(Provided entries):
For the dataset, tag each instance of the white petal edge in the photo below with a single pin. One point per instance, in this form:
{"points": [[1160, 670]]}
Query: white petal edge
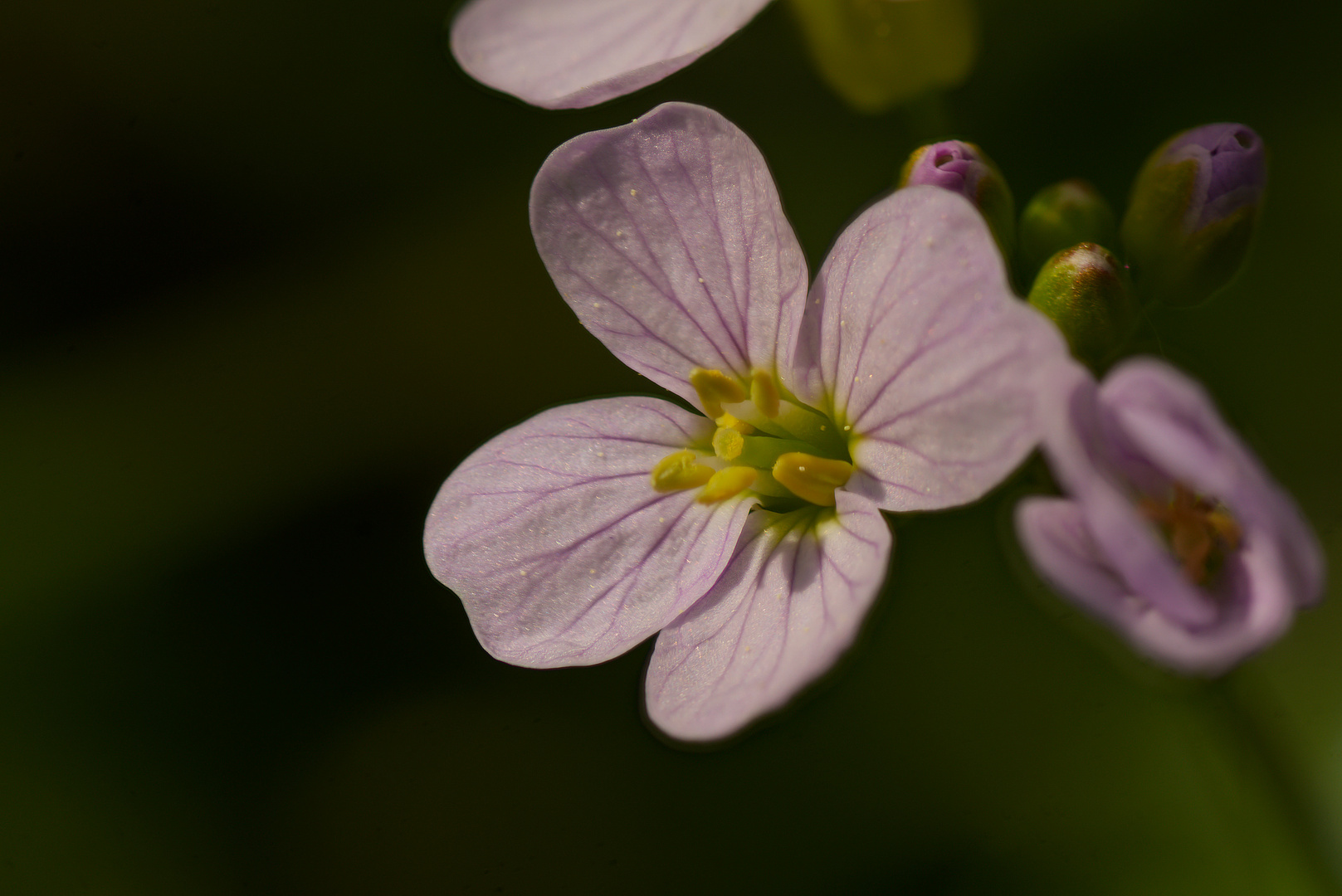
{"points": [[569, 54], [667, 239], [556, 542], [1257, 608], [914, 339]]}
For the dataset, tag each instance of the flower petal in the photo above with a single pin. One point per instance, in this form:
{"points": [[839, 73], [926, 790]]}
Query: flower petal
{"points": [[557, 545], [1083, 447], [913, 338], [667, 239], [569, 54], [788, 605], [1054, 534], [1255, 601], [1174, 421]]}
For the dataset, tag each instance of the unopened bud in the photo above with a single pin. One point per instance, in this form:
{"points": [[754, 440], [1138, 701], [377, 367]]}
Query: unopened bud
{"points": [[1089, 295], [878, 54], [963, 168], [1192, 212], [1059, 217]]}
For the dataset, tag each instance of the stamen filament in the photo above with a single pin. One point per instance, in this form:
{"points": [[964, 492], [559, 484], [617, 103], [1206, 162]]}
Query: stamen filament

(Problem description):
If a line of the data contains the word "above", it counts toward the total; state that total alone.

(Finished task):
3